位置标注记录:
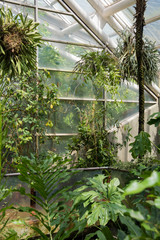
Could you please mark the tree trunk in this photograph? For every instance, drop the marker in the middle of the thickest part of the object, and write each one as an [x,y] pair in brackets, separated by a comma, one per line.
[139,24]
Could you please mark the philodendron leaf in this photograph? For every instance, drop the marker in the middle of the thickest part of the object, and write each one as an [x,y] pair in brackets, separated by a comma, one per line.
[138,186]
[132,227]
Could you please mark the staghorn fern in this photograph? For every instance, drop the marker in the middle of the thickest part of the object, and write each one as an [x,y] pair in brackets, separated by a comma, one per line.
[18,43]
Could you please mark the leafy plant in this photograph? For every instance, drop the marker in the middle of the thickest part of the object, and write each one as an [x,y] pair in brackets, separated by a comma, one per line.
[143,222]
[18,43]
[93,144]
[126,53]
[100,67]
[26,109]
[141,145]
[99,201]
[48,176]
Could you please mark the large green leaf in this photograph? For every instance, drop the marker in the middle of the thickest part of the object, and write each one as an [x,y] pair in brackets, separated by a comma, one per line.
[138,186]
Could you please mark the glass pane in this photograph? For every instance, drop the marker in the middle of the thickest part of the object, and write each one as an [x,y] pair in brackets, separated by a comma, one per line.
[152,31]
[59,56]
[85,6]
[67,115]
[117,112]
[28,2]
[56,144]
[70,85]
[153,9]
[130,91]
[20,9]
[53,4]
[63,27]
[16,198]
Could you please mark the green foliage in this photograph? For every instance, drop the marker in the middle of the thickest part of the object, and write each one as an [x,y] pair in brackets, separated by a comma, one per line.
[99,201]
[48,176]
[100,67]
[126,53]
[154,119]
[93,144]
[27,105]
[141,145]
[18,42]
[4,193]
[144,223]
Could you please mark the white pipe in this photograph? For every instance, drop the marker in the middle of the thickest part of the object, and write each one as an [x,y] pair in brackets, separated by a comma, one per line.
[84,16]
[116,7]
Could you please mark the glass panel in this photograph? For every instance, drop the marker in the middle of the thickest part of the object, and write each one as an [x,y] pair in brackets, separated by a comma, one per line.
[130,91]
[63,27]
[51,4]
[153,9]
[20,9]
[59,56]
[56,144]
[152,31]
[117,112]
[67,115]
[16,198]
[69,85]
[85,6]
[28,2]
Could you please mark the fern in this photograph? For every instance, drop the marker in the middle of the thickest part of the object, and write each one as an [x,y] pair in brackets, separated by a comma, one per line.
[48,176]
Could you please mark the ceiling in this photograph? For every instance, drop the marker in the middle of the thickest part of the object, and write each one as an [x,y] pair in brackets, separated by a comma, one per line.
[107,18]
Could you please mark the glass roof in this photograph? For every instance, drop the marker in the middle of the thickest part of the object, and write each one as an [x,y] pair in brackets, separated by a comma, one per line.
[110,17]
---
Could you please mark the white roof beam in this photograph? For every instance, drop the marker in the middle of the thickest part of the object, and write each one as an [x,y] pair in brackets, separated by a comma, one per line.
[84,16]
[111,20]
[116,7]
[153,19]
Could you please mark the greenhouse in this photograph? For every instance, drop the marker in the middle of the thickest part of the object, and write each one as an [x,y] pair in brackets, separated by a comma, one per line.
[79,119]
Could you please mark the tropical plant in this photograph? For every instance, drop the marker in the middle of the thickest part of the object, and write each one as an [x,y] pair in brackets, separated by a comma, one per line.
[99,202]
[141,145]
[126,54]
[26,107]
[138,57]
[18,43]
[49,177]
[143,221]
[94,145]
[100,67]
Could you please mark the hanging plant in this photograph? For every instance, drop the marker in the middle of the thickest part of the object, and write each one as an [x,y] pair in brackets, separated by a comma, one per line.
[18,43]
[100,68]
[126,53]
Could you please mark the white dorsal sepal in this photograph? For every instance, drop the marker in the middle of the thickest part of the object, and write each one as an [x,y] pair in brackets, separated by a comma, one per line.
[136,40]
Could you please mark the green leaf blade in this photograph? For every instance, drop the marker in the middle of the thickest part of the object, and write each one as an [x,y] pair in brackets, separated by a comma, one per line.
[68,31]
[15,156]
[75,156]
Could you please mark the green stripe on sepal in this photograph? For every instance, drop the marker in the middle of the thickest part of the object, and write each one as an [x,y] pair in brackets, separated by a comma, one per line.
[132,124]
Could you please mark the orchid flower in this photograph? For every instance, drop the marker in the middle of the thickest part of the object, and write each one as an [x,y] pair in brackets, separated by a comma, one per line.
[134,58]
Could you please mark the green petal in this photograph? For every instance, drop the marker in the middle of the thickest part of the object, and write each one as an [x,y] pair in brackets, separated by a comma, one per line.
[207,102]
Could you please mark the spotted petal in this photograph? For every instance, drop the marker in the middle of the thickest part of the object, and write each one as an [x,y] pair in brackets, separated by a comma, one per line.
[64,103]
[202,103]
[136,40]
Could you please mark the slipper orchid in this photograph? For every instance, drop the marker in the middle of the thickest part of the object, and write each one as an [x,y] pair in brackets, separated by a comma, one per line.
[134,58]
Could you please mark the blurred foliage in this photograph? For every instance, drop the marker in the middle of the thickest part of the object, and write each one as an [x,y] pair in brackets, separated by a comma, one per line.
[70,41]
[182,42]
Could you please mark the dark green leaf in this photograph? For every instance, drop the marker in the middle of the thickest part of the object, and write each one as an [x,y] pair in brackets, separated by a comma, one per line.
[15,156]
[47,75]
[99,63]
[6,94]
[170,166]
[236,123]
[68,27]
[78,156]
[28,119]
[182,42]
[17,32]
---
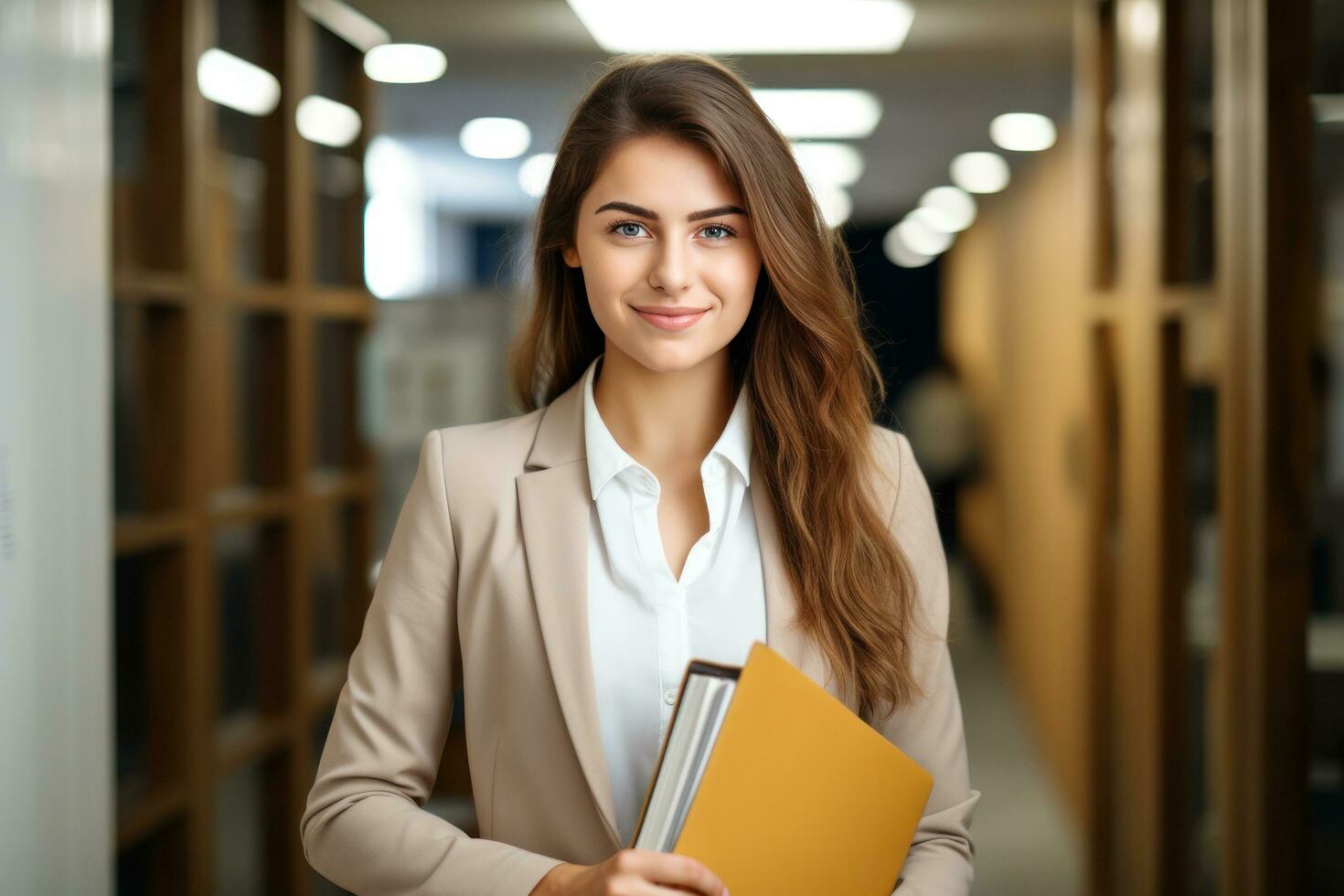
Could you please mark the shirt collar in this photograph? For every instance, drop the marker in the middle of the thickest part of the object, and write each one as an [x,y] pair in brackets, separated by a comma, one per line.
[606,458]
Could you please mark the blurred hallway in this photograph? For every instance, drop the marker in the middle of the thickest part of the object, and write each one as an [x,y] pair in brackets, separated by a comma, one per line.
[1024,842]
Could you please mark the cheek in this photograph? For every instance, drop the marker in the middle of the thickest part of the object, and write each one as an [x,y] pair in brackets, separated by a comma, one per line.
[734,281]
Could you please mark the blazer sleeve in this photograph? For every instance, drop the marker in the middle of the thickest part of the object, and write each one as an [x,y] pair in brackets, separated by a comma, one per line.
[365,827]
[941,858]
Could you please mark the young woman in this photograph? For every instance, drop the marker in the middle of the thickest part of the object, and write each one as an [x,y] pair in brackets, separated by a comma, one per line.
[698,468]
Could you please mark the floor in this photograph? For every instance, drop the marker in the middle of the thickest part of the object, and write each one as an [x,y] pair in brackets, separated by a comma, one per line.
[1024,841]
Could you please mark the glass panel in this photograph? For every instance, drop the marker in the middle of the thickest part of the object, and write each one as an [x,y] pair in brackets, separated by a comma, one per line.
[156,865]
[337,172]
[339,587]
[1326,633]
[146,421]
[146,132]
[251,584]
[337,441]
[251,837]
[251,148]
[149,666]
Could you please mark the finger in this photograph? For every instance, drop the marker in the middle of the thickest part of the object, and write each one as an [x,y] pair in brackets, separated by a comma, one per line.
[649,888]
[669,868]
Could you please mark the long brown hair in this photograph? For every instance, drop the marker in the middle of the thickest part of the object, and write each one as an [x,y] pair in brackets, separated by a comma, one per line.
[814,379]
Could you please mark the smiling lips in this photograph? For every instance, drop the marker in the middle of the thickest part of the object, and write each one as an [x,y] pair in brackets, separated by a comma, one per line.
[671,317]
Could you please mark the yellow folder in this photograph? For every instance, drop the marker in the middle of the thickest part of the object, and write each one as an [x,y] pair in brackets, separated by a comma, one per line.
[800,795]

任务要求:
列出记录中含有词语“foliage”的每一行，逐行原样抄录。

完整答案:
Could you please mark the green foliage in this photograph? For every instance, drop the marker in the middle of the thickest part of the object, and write each one as an [x,y] pair in brackets, separated by a comma, one per line.
Could you please mark the blurred foliage in this photograph? For every instance, drop the marker in the middle of the thickest part of the object, and write each one as an [x,y] pair in brackets, separated by a comma, one per line.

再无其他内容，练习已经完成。